Problem requirements - From the rows below, pull out each line that contains the string "brown" and list those lines.

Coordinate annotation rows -
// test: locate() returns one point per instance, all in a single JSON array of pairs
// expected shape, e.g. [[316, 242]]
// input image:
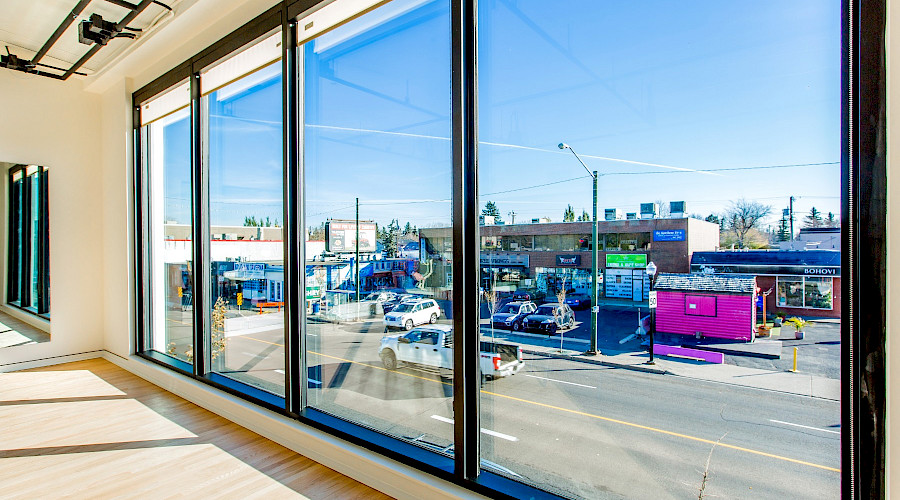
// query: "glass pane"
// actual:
[[15, 246], [242, 149], [167, 156], [34, 232], [817, 293], [377, 133], [702, 120], [789, 292]]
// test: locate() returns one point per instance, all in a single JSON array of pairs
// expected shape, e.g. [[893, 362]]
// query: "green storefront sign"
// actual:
[[626, 260]]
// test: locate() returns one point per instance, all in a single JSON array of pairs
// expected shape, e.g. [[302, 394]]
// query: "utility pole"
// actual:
[[357, 249], [791, 209]]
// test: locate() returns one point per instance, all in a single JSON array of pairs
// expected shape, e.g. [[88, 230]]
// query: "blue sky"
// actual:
[[646, 92]]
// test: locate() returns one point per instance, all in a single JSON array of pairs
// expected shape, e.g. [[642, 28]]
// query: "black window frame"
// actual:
[[863, 177], [22, 240]]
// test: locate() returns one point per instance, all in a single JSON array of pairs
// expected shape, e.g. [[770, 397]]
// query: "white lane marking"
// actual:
[[483, 430], [804, 426], [560, 381]]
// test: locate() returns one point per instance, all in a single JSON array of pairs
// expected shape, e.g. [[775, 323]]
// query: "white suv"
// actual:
[[413, 313]]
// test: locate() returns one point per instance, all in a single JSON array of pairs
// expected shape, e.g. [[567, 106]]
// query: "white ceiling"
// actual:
[[26, 24]]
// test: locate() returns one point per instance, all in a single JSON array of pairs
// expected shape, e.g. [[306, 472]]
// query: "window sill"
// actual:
[[39, 321]]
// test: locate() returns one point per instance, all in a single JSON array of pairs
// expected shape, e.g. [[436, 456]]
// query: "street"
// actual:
[[579, 429]]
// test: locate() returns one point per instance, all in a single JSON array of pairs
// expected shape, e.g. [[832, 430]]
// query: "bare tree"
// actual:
[[743, 215]]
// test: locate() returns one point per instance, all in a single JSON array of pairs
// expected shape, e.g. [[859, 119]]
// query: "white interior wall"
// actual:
[[56, 124]]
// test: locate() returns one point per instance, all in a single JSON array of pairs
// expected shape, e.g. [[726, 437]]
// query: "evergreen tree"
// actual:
[[814, 219], [783, 233], [490, 208]]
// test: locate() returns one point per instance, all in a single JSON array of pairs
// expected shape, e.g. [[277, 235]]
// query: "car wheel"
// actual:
[[388, 359]]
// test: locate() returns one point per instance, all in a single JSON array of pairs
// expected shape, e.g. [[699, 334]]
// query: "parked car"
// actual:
[[413, 313], [578, 300], [550, 318], [432, 346], [526, 295], [511, 315], [399, 298]]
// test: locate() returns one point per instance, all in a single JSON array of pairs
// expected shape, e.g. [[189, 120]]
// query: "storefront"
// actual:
[[804, 283]]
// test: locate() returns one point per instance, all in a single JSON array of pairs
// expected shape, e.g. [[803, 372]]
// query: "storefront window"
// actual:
[[817, 293], [789, 292], [634, 241], [611, 241], [547, 243], [517, 243]]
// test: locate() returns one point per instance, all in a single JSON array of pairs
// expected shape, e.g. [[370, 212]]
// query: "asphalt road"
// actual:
[[583, 430]]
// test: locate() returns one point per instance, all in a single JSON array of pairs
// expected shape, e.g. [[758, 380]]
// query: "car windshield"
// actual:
[[404, 307]]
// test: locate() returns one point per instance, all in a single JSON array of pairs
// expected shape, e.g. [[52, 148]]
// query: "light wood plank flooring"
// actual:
[[92, 430]]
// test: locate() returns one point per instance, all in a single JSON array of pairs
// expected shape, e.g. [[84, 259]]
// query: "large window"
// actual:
[[309, 238], [168, 230], [376, 124], [28, 278], [242, 138], [804, 292]]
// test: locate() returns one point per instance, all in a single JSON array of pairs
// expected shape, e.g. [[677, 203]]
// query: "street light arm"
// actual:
[[592, 174]]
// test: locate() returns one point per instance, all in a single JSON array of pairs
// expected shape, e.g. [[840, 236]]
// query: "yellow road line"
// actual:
[[590, 415]]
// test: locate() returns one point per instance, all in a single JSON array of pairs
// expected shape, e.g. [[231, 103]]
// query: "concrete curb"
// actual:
[[599, 361]]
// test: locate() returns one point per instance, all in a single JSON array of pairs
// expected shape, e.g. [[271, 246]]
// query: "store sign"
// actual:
[[668, 235], [501, 260], [568, 260], [766, 270], [626, 260], [340, 236], [820, 271]]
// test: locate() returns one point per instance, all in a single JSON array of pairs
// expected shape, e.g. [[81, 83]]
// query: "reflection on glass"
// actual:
[[702, 121], [377, 164], [167, 155], [244, 155]]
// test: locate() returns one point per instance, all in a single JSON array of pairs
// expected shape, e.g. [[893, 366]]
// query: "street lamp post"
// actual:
[[594, 306], [651, 272]]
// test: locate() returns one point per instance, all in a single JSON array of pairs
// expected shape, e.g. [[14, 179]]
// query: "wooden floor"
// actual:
[[92, 430], [16, 332]]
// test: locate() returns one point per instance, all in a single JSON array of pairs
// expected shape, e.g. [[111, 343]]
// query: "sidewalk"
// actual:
[[786, 382]]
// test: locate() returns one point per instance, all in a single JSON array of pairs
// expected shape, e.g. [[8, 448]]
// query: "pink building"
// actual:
[[710, 305]]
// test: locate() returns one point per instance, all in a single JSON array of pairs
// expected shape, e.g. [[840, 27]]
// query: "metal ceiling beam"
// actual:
[[123, 3], [120, 26], [61, 29]]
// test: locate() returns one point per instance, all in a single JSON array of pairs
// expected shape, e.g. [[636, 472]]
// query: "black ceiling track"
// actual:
[[10, 61]]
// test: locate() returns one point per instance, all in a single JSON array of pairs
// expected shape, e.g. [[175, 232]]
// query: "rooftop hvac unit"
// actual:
[[649, 210]]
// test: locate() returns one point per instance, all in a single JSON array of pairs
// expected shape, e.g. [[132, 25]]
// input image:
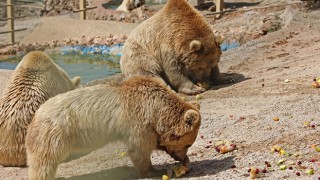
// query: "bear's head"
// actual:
[[181, 136], [206, 55]]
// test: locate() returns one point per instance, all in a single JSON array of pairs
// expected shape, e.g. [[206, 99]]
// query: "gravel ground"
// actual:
[[274, 73]]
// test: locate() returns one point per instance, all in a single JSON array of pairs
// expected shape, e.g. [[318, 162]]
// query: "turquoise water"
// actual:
[[89, 67]]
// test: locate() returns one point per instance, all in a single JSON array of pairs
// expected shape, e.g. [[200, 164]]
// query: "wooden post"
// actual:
[[219, 5], [83, 6], [10, 20]]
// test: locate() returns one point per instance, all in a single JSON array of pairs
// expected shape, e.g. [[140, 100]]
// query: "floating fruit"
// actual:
[[123, 154], [180, 170]]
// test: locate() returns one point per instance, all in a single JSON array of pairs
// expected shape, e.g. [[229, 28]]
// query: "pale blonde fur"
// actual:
[[35, 79], [140, 112]]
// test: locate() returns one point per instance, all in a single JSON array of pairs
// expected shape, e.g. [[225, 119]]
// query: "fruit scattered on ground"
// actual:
[[255, 173], [180, 170]]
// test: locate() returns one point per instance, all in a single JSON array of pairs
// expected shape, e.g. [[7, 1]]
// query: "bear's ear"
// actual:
[[195, 104], [195, 45], [219, 39], [76, 81], [191, 118]]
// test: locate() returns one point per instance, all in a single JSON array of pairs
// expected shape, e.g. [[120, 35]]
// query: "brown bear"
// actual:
[[129, 5], [35, 80], [174, 43], [88, 118]]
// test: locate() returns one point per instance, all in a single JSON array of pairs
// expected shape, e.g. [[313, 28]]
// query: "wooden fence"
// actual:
[[10, 16]]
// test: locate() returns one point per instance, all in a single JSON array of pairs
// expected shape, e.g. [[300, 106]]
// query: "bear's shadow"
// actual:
[[232, 5], [197, 169]]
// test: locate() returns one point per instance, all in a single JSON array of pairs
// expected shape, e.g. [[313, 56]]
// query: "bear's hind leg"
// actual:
[[42, 171]]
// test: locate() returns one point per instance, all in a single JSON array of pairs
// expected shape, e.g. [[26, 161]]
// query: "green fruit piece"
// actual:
[[281, 161]]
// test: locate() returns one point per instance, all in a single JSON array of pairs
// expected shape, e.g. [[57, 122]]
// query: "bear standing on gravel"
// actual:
[[89, 118], [35, 80], [175, 43]]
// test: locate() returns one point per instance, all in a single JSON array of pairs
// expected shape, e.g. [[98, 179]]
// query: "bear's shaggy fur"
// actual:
[[129, 5], [35, 80], [174, 43], [140, 112]]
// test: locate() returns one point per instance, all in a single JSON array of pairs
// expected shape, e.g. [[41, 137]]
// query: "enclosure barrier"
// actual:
[[83, 9]]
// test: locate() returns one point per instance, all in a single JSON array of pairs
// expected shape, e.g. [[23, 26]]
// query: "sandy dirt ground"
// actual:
[[274, 73]]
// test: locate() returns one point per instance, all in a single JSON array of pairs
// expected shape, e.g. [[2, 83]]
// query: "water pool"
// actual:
[[89, 67]]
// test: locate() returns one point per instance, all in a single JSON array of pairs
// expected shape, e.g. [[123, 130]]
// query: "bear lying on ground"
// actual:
[[175, 43], [88, 118], [35, 80]]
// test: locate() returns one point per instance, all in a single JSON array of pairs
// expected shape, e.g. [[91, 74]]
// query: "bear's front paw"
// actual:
[[192, 91]]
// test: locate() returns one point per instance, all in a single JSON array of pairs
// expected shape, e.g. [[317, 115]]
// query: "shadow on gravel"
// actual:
[[118, 173], [197, 169]]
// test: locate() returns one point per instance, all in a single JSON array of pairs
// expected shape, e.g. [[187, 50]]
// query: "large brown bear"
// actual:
[[89, 118], [175, 43], [35, 80]]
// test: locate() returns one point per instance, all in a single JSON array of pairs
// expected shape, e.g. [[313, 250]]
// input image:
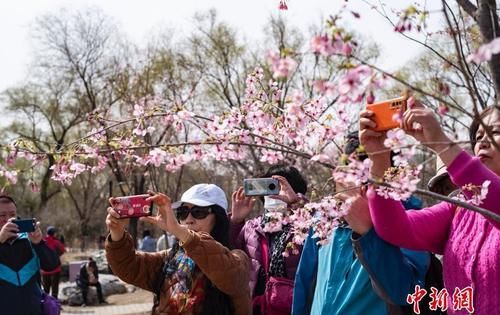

Exercise response -
// query: "brown bear"
// query: "large brown bear"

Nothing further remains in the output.